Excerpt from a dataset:

******

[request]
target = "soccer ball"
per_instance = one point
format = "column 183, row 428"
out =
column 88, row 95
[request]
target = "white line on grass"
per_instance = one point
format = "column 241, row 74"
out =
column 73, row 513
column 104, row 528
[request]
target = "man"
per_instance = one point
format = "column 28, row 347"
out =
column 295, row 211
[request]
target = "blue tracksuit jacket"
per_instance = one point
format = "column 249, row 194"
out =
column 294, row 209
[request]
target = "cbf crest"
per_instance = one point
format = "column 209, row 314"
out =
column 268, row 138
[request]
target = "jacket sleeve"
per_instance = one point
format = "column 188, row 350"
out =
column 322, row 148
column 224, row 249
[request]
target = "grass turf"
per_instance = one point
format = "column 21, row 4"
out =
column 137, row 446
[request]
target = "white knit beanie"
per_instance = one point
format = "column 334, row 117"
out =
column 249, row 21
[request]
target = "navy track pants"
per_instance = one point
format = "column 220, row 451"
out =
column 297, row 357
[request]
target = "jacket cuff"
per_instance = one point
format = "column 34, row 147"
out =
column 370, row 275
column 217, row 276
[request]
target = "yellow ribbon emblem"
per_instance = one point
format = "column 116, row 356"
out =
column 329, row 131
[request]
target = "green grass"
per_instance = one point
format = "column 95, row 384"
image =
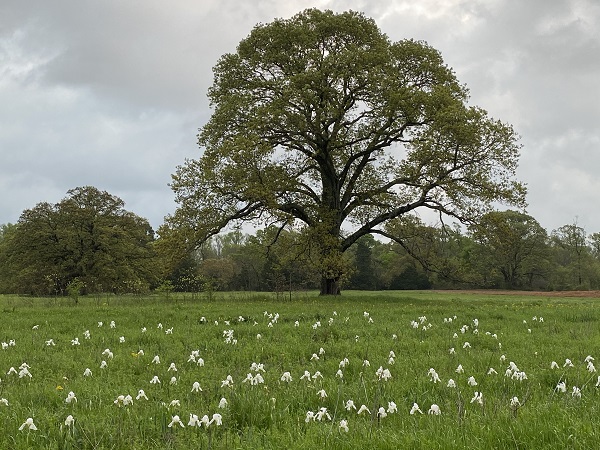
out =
column 272, row 414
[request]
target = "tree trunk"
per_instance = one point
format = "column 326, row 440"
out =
column 330, row 286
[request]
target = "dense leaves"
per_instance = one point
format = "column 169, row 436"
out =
column 321, row 122
column 87, row 241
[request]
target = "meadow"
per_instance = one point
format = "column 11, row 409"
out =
column 256, row 371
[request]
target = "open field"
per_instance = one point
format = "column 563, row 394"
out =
column 295, row 373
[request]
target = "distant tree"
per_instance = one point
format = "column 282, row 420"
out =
column 363, row 276
column 7, row 231
column 573, row 255
column 410, row 278
column 321, row 121
column 88, row 238
column 511, row 244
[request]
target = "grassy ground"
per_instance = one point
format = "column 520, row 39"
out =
column 376, row 349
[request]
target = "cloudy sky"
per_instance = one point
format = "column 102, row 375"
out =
column 111, row 93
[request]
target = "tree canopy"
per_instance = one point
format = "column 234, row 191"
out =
column 88, row 239
column 321, row 122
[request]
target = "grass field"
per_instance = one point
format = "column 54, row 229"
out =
column 255, row 371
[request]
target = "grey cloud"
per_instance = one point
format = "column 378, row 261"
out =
column 112, row 93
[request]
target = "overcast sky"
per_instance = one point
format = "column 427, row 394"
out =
column 111, row 93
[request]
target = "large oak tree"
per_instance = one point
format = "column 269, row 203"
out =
column 322, row 122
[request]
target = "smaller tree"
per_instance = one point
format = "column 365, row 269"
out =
column 88, row 240
column 511, row 244
column 573, row 257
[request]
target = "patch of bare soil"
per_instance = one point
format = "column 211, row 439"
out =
column 580, row 294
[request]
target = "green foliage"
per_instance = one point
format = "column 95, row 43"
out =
column 87, row 241
column 503, row 332
column 322, row 123
column 512, row 244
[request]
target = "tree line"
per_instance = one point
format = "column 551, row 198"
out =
column 89, row 243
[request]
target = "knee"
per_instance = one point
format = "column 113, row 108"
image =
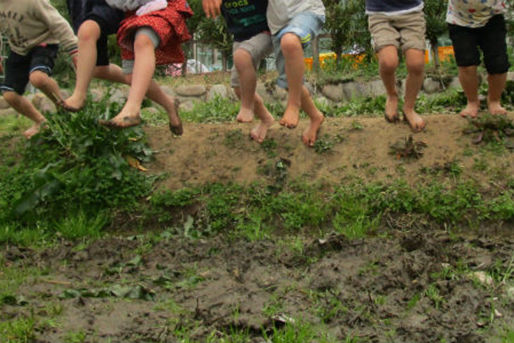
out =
column 388, row 65
column 242, row 60
column 38, row 79
column 143, row 42
column 237, row 90
column 11, row 97
column 290, row 43
column 89, row 31
column 416, row 67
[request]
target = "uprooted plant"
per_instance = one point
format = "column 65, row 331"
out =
column 76, row 164
column 491, row 129
column 407, row 148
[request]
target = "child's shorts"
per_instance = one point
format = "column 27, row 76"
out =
column 405, row 31
column 18, row 68
column 306, row 26
column 490, row 38
column 259, row 46
column 108, row 19
column 128, row 65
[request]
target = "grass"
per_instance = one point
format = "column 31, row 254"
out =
column 73, row 183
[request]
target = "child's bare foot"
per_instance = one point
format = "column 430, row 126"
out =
column 126, row 118
column 34, row 129
column 175, row 122
column 245, row 115
column 259, row 132
column 74, row 103
column 311, row 133
column 290, row 118
column 471, row 110
column 416, row 123
column 495, row 108
column 391, row 109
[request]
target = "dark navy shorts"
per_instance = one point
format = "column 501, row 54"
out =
column 491, row 40
column 18, row 67
column 107, row 18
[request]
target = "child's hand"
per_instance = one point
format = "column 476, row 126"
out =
column 211, row 8
column 152, row 6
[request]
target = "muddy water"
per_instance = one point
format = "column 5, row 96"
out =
column 404, row 286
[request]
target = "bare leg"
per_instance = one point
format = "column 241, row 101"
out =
column 310, row 135
column 259, row 132
column 469, row 81
column 388, row 62
column 155, row 93
column 25, row 107
column 111, row 72
column 293, row 54
column 496, row 87
column 144, row 67
column 415, row 69
column 248, row 81
column 88, row 35
column 47, row 85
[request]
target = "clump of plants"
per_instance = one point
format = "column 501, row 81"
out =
column 76, row 165
column 407, row 148
column 491, row 129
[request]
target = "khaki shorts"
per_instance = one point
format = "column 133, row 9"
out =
column 259, row 46
column 405, row 31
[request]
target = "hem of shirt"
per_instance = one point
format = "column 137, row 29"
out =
column 394, row 13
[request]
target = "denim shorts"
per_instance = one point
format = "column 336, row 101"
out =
column 306, row 26
column 259, row 46
column 18, row 68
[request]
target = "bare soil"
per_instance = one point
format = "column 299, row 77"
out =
column 373, row 289
column 224, row 152
column 388, row 288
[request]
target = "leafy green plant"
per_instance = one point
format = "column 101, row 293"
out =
column 218, row 110
column 76, row 165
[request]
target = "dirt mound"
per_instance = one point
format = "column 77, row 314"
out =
column 347, row 147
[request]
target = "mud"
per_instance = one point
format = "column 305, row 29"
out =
column 224, row 152
column 413, row 281
column 377, row 289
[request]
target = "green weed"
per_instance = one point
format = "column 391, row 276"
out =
column 218, row 110
column 20, row 330
column 298, row 333
column 75, row 337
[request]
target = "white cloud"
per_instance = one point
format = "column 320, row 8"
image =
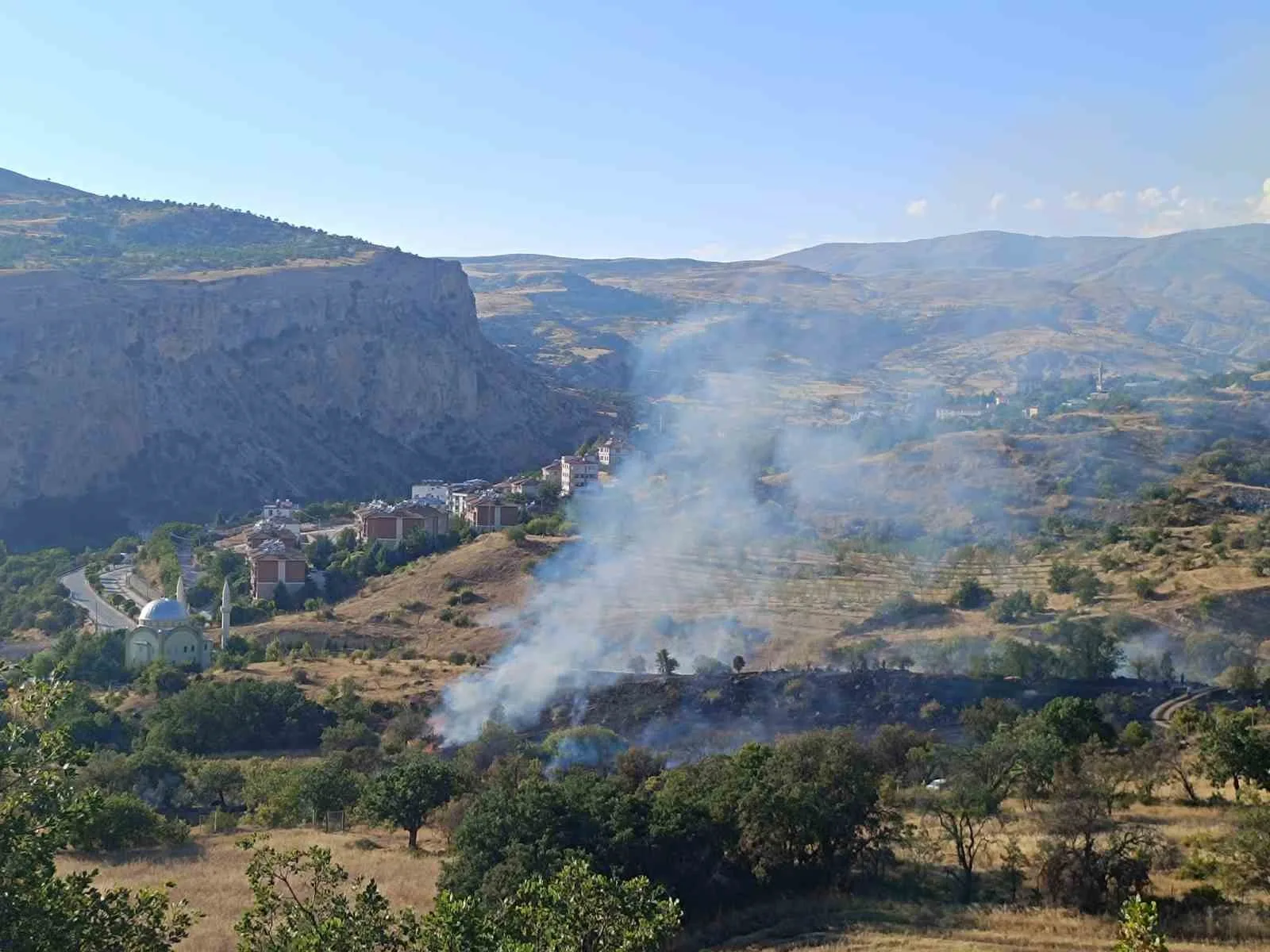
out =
column 1263, row 206
column 1109, row 202
column 1076, row 202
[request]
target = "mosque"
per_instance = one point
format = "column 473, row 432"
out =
column 168, row 632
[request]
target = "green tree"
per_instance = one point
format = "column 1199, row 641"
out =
column 1015, row 607
column 328, row 786
column 1244, row 854
column 1232, row 749
column 982, row 720
column 1060, row 578
column 210, row 717
column 969, row 594
column 579, row 911
column 666, row 663
column 813, row 810
column 406, row 793
column 968, row 809
column 1087, row 651
column 305, row 903
column 1087, row 587
column 1140, row 927
column 216, row 782
column 40, row 810
column 122, row 822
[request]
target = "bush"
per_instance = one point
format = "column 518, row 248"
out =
column 124, row 822
column 971, row 594
column 1060, row 578
column 213, row 717
column 1015, row 607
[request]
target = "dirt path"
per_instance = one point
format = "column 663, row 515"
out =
column 1164, row 714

******

The problem: The records above must be printed exactly; the pictures stay out.

Answer below:
[request]
target = "soccer ball"
per_instance = one point
format = "column 183, row 428"
out =
column 88, row 95
[request]
target = "white line on grass"
per_instance = one point
format = "column 241, row 74"
out =
column 73, row 513
column 104, row 528
[request]
target = "man"
per_instance = one point
format = "column 28, row 347"
out =
column 295, row 211
[request]
target = "blue tracksuit jacket"
per_instance = one point
format = "column 249, row 194"
out =
column 294, row 209
[request]
target = "cbf crest"
per_instance = one point
format = "column 209, row 314"
out =
column 268, row 138
[request]
target = "jacket sleeve"
per_instance = one point
format = "column 188, row 350"
out =
column 322, row 148
column 224, row 249
[request]
target = "grass turf"
per_instance = one point
format = "column 21, row 4"
out =
column 137, row 446
[request]
target = "white knit beanie"
per_instance = one point
format = "column 334, row 117"
out =
column 249, row 21
[request]
target = "navy track pants"
per_instance = one point
format = "column 220, row 451"
out =
column 297, row 357
[request]
target = "jacket cuff"
per_instance = one point
format = "column 34, row 147"
out =
column 370, row 275
column 217, row 276
[request]
target = "yellow ribbon emblem"
per_instance = one point
format = "column 116, row 356"
out =
column 329, row 131
[request]
target = "green grass"
per_instance = one point
format = "column 95, row 384"
image =
out =
column 272, row 414
[request]
target = "tree trunk"
per_instance = one point
format = "column 326, row 440"
out =
column 330, row 286
[request]
target = "dense leaves"
per_instance = one point
format = "column 169, row 436"
out =
column 321, row 122
column 87, row 241
[request]
target = "meadow"
per_instance = one point
format = "column 11, row 409"
out =
column 256, row 371
[request]
target = "open field"
per_instance = one point
format = "column 563, row 394"
out =
column 295, row 373
[request]
target = "distant tree"
per_instance = one point
format = "column 282, row 420"
out =
column 363, row 276
column 7, row 231
column 573, row 255
column 410, row 278
column 321, row 121
column 88, row 238
column 511, row 244
[request]
target = "grassy ground"
per_instance = one point
format = "column 520, row 39"
out =
column 376, row 349
[request]
target = "cloudy sky"
per_instance = one point
format = "column 102, row 375"
out =
column 111, row 93
[request]
target = "tree canopy"
per_instance = one point
format = "column 234, row 191"
out =
column 88, row 239
column 321, row 122
[request]
target = "grass field"
per_instance = one point
format = "column 54, row 229"
out =
column 255, row 371
[request]
target = "grey cloud"
per_instance = one point
format = "column 378, row 261"
out =
column 112, row 93
[request]
target = "overcast sky"
per_instance = one point
format = "column 427, row 394"
out =
column 111, row 93
[request]
target = "large oak tree"
per_instance = one point
format = "column 269, row 203"
out =
column 322, row 122
[request]
target = "smaller tree"
per_instance = one point
format = "column 365, row 269"
out =
column 88, row 240
column 511, row 244
column 573, row 257
[request]
target = "patch of bare soil"
per_instance = one point
format = "column 211, row 439"
out =
column 580, row 294
[request]
target = "green foliage"
per_instance = one point
format = "column 95, row 43"
out =
column 87, row 241
column 503, row 332
column 322, row 123
column 512, row 244
[request]
target = "tree line"
per_instance = one point
format = "column 551, row 198"
out =
column 89, row 243
[request]
target = "knee"
per_instance = one point
format = "column 113, row 108"
image =
out =
column 388, row 65
column 242, row 60
column 38, row 79
column 143, row 42
column 237, row 90
column 11, row 97
column 290, row 43
column 89, row 31
column 416, row 67
[request]
target = "uprooted plant"
per_instance = one point
format = "column 65, row 331"
out =
column 76, row 164
column 491, row 129
column 407, row 148
[request]
target = "child's shorts"
per_instance = one point
format = "column 27, row 76"
out =
column 405, row 31
column 18, row 68
column 306, row 26
column 490, row 38
column 259, row 46
column 108, row 19
column 128, row 65
[request]
target = "grass"
per_instance = one point
format = "column 31, row 254"
out =
column 73, row 183
[request]
target = "child's bare foot"
per_instance = one point
format = "column 430, row 126"
out =
column 126, row 118
column 34, row 129
column 175, row 122
column 245, row 115
column 259, row 132
column 74, row 103
column 311, row 133
column 290, row 118
column 471, row 110
column 416, row 123
column 495, row 108
column 391, row 109
[request]
target = "dark navy shorts"
per_instance = one point
format = "column 501, row 54"
out =
column 491, row 40
column 18, row 67
column 107, row 18
[request]
target = "child's hand"
per_instance = one point
format = "column 476, row 126"
out =
column 211, row 8
column 152, row 6
[request]
target = "muddy water"
per_instance = one point
format = "column 5, row 96"
out =
column 404, row 286
[request]
target = "bare leg"
per_instance = one point
format = "column 241, row 101"
out =
column 310, row 135
column 259, row 132
column 469, row 81
column 388, row 62
column 155, row 93
column 25, row 107
column 111, row 72
column 293, row 54
column 496, row 87
column 144, row 67
column 415, row 69
column 248, row 81
column 88, row 35
column 47, row 85
[request]
target = "clump of plants"
per_instance = one point
format = "column 501, row 81"
out =
column 76, row 165
column 407, row 148
column 491, row 129
[request]
target = "khaki shorts"
per_instance = one point
format = "column 133, row 9"
out =
column 259, row 46
column 405, row 31
[request]
target = "hem of shirt"
per_instance = one point
format = "column 137, row 29"
out =
column 394, row 13
[request]
target = "denim shorts"
per_instance = one point
format = "column 336, row 101"
out =
column 306, row 26
column 259, row 46
column 18, row 68
[request]
target = "bare soil"
per_instance = one point
format = "column 299, row 77"
out =
column 373, row 289
column 224, row 152
column 388, row 288
[request]
target = "leafy green plant"
per_instance = one point
format = "column 101, row 293"
out =
column 218, row 110
column 76, row 165
[request]
target = "dirt mound"
per_instance = one point
format = "column 77, row 314"
out =
column 347, row 147
[request]
target = "mud"
per_instance = one point
format = "column 305, row 29"
out =
column 224, row 152
column 413, row 281
column 377, row 289
[request]
target = "green weed"
per_instance = one point
format = "column 391, row 276"
out =
column 218, row 110
column 20, row 330
column 298, row 333
column 75, row 337
[request]
target = "white cloud"
per_instance = one point
format = "column 320, row 8"
image =
out =
column 1263, row 206
column 1109, row 202
column 1076, row 202
[request]
target = "mosque"
per_instance = one point
format = "column 473, row 432"
out =
column 168, row 632
[request]
target = "green tree"
per_instance = one point
format = "column 1199, row 641"
out =
column 1015, row 607
column 328, row 786
column 1244, row 854
column 1232, row 749
column 982, row 720
column 1060, row 578
column 210, row 717
column 969, row 594
column 579, row 911
column 666, row 663
column 813, row 810
column 406, row 793
column 968, row 809
column 1087, row 651
column 305, row 903
column 1087, row 587
column 1140, row 927
column 216, row 782
column 40, row 810
column 122, row 822
[request]
target = "bush"
per_instance = one point
format = "column 518, row 248"
out =
column 124, row 822
column 971, row 594
column 1060, row 578
column 213, row 717
column 1015, row 607
[request]
target = "dirt path"
per_instance = one point
format = "column 663, row 515"
out =
column 1164, row 714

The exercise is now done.